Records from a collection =

────

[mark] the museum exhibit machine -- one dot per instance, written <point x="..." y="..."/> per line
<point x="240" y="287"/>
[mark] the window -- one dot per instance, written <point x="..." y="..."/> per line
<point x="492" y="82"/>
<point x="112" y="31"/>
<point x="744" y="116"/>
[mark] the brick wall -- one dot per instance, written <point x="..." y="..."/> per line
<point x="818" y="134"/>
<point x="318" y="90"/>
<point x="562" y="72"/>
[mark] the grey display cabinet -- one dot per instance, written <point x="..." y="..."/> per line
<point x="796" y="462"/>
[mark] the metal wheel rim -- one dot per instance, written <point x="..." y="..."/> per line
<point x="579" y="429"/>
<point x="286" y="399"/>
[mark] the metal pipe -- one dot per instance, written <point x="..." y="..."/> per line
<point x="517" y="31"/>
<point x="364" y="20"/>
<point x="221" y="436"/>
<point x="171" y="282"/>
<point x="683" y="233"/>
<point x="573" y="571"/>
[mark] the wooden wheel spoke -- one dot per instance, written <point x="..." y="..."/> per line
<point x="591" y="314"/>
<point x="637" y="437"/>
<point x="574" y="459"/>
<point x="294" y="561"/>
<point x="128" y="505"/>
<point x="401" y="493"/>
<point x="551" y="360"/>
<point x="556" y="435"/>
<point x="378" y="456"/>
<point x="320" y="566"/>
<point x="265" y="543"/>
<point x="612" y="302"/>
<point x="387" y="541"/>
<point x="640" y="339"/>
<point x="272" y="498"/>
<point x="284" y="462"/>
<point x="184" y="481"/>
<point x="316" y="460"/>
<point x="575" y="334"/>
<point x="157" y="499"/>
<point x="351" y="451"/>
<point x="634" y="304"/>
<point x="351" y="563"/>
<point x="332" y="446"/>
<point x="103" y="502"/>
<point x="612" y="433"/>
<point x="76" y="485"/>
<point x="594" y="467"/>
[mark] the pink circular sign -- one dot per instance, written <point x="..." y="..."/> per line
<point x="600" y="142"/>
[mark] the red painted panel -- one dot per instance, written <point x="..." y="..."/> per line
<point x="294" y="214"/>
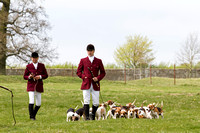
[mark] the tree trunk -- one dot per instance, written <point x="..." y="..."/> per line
<point x="3" y="35"/>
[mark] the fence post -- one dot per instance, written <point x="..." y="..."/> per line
<point x="72" y="70"/>
<point x="150" y="75"/>
<point x="125" y="73"/>
<point x="174" y="74"/>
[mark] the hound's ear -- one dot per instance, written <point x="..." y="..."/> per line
<point x="156" y="104"/>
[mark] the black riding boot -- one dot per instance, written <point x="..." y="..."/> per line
<point x="31" y="113"/>
<point x="36" y="110"/>
<point x="86" y="111"/>
<point x="94" y="109"/>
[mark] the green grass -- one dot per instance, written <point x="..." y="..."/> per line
<point x="181" y="105"/>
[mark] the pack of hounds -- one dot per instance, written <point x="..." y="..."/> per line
<point x="116" y="110"/>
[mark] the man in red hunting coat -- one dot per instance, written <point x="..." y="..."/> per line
<point x="88" y="70"/>
<point x="35" y="73"/>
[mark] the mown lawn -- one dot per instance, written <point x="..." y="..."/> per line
<point x="181" y="105"/>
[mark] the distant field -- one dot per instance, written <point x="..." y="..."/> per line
<point x="181" y="105"/>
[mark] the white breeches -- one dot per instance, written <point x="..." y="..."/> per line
<point x="35" y="95"/>
<point x="95" y="96"/>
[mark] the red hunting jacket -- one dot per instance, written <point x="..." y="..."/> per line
<point x="85" y="74"/>
<point x="32" y="85"/>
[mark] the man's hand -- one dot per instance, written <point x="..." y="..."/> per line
<point x="31" y="76"/>
<point x="37" y="77"/>
<point x="95" y="79"/>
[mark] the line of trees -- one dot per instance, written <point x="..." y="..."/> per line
<point x="23" y="30"/>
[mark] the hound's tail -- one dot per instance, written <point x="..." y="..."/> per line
<point x="76" y="107"/>
<point x="133" y="102"/>
<point x="161" y="105"/>
<point x="82" y="102"/>
<point x="143" y="103"/>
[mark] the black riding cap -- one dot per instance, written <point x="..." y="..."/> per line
<point x="34" y="55"/>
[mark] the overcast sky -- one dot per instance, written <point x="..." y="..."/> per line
<point x="106" y="23"/>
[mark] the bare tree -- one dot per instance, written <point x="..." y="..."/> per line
<point x="135" y="52"/>
<point x="190" y="51"/>
<point x="23" y="30"/>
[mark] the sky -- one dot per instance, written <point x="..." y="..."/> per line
<point x="107" y="23"/>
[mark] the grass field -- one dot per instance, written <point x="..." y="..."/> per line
<point x="181" y="105"/>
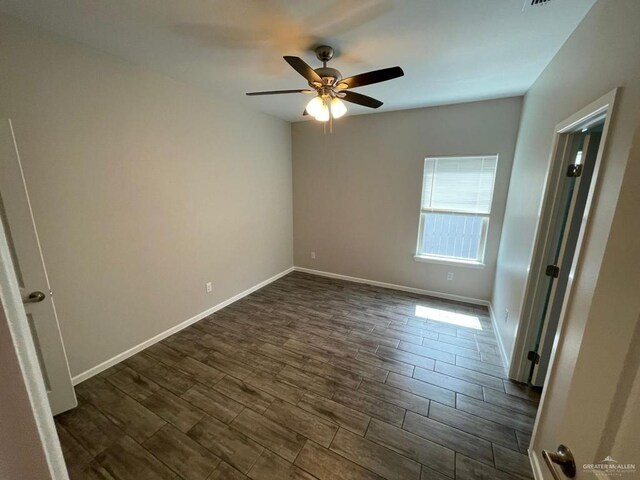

────

What the task asks = Gather every line of the material above that contains the word "grass", treating case as significant.

Task answer =
[mark] the green grass -- one dot per instance, written <point x="..." y="..."/> per line
[mark] the grass field -- one dot per instance, written <point x="..." y="..."/> per line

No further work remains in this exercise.